> [WHAT YOU SHOULD DO] Reproduce the entries exactly. Omit none of them.

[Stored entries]
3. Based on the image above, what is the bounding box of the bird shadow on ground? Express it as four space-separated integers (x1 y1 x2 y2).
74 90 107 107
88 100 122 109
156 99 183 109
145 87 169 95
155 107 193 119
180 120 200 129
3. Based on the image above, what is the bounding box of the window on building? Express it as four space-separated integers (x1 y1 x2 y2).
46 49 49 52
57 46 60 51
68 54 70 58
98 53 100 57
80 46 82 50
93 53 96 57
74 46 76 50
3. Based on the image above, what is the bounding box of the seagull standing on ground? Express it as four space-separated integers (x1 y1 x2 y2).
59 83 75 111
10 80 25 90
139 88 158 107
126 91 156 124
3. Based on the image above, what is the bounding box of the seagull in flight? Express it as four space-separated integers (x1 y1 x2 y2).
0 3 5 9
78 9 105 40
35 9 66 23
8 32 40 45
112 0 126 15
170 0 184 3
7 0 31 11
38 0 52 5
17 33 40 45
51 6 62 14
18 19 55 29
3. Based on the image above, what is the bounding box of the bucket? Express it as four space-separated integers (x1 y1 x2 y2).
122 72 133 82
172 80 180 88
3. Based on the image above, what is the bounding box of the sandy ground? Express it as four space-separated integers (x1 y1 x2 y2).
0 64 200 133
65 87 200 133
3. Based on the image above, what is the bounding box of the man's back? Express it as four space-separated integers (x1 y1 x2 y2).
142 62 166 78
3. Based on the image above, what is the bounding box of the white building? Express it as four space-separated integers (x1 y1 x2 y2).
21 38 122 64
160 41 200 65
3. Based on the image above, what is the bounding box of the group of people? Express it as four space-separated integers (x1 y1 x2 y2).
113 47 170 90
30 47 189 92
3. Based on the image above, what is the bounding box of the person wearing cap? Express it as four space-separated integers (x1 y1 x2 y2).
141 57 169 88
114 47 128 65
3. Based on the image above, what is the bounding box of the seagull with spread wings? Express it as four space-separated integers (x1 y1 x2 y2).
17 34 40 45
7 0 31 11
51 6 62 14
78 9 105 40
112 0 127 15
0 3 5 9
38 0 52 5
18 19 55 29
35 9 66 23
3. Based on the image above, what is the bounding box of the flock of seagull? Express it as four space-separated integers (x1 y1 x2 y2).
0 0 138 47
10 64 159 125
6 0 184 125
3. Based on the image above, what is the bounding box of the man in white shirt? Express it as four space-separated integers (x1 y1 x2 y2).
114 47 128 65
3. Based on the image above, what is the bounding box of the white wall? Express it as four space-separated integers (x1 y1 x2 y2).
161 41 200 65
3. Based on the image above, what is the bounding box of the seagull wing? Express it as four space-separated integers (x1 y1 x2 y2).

> [RESULT]
3. Based on the image above, what is the bounding box of the bird shadow on ground? Express it as four space-separated integers (x1 y1 x2 y2).
74 90 107 107
88 100 122 109
156 99 183 109
145 87 169 95
155 107 193 119
180 120 200 129
3. Based on the image above, what is the bounding box of the window on building? Express it as four space-separated integers (x1 y1 x2 y2).
46 49 49 52
57 46 60 51
68 54 70 58
98 53 100 57
80 46 82 50
93 53 96 57
74 46 76 50
3. Based on the image above, what is the bounding box of the seagull standing on ground? Express it as four space-separated integers (x1 y1 x2 y2).
59 83 75 111
10 80 25 90
139 88 158 107
126 91 156 124
3. Based on the image above, what is the bounding box of the seagull in flight? Express it as four space-separated integers (x1 y1 x2 y2).
0 3 5 9
78 9 105 40
35 9 66 23
8 32 40 45
112 0 126 15
170 0 184 3
7 0 31 11
38 0 52 5
17 33 40 45
51 6 62 14
18 19 55 29
3. Based on the image above, what is the bounding box of the bucket? Express it as four space-separated integers (x1 y1 x2 y2).
122 72 133 82
172 80 180 88
3. Based on the image above, what is the bounding box of the sandy ground? Express it as four space-separated integers (x1 y1 x2 y2).
0 64 200 133
65 87 200 133
3. Based on the image above, what is the bounding box of the man's back? Express it as four space-separated integers (x1 y1 x2 y2).
142 62 166 78
3. Based on the image above, what is the bounding box of the white building? Express it as four space-separated integers (x1 y1 x2 y2).
21 38 122 64
160 41 200 65
3. Based on the image above, what is the bounding box of the group of people? Express it as four space-separated integers (x1 y1 x2 y2).
113 47 170 90
30 47 189 92
3. Based on the image above, what is the bounding box of the person wearing cap? Express it as four space-separated integers (x1 y1 x2 y2).
141 57 169 88
114 47 128 65
3. Based on the image above, what is the bounding box of the seagull with spread wings? Express it as four space-separated integers (x1 y1 x2 y2).
17 34 40 45
7 0 31 11
51 6 62 14
78 9 105 40
112 0 127 15
0 3 5 9
38 0 52 5
18 19 55 29
35 9 66 23
3. Based on the image above, what is the bounding box of the flock of seagull? Express it as four space-separated integers (x1 y1 x2 y2).
0 0 138 47
10 64 159 125
6 0 184 125
3. Based on the image above, what is the bounding box of the man in white shirt? Express it as four space-separated integers (x1 y1 x2 y2).
114 47 128 65
3. Based on the image above, what is the bounding box of the white wall? Express it as four space-separated integers (x1 y1 x2 y2).
161 41 200 65
3. Based on the image above, what is the bounding box of the seagull wing? Express it as four space-separated integers (x1 y1 x2 y2).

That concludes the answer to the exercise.